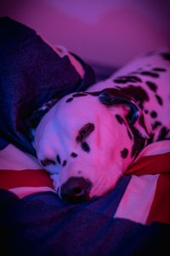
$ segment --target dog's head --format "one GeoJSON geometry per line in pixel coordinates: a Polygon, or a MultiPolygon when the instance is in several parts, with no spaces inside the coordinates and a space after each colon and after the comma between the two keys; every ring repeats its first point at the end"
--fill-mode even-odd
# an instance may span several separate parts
——————————
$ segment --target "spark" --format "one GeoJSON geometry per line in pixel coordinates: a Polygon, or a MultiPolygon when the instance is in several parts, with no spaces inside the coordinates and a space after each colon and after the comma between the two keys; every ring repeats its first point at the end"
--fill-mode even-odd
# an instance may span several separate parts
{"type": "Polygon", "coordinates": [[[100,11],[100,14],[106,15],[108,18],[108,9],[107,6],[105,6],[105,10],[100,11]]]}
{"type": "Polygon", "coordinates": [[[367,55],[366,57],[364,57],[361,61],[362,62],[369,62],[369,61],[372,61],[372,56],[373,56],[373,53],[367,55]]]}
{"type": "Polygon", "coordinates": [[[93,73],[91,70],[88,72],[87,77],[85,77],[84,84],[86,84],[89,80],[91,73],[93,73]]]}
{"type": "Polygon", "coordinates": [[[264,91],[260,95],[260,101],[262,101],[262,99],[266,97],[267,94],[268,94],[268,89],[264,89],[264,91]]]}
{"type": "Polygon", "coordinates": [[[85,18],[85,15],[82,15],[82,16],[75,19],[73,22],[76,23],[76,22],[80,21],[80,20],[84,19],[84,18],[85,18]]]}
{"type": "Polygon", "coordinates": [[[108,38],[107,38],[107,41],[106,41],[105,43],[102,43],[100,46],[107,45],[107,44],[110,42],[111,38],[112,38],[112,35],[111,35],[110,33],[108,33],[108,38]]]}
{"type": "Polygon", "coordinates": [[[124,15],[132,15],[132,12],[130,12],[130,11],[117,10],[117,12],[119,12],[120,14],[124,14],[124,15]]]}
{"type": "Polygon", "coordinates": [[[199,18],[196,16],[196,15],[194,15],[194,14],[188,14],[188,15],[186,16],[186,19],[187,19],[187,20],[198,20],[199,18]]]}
——————————
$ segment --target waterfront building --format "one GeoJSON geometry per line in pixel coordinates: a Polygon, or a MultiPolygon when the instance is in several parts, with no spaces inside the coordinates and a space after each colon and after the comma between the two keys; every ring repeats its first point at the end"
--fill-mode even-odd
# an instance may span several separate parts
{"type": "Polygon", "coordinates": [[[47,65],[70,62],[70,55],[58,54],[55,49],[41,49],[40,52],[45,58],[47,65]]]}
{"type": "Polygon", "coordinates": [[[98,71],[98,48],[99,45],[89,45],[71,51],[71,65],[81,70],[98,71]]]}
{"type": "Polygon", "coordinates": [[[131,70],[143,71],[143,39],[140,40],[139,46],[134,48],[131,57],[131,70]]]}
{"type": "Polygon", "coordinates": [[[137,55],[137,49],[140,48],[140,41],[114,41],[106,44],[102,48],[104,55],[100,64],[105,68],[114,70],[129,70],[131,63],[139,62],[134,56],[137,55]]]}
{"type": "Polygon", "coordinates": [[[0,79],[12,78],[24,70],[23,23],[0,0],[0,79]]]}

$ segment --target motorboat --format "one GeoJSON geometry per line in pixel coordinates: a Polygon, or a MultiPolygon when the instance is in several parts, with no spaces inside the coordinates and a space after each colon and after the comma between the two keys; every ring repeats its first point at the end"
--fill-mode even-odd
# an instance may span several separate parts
——————————
### [CONSIGNE]
Listez toutes les lignes des enregistrements ci-dessus qui contiennent le mot « point ».

### [TÂCHE ACCOMPLIE]
$ segment --target dog's head --format "one GeoJSON geometry per line in pixel coordinates: a Polygon, or a MultiPolygon when the instance is in several parts, with no spaces inside the coordinates and a space after each colon and after the comma between the two keys; every ring repeats its first point at the end"
$ segment --target "spark" --format "one GeoJSON geometry per line in pixel coordinates: a Polygon, or a MultiPolygon when the instance is in several parts, with no spaces inside the coordinates and a space after each colon and after the comma between the two keys; every ring repeats its first point at the end"
$ segment --target waterfront building --format "one GeoJSON geometry per line in pixel coordinates: a Polygon, or a MultiPolygon when the instance is in several parts, with no spaces inside the coordinates and a space after each colon and after the comma between the two keys; every ring repeats its first point at the end"
$ segment --target motorboat --format "one GeoJSON geometry per line in pixel coordinates: a Polygon, or a MultiPolygon when the instance is in several parts, with no spaces inside the coordinates and a space after each colon and after the comma between the two keys; every ring repeats its first point at the end"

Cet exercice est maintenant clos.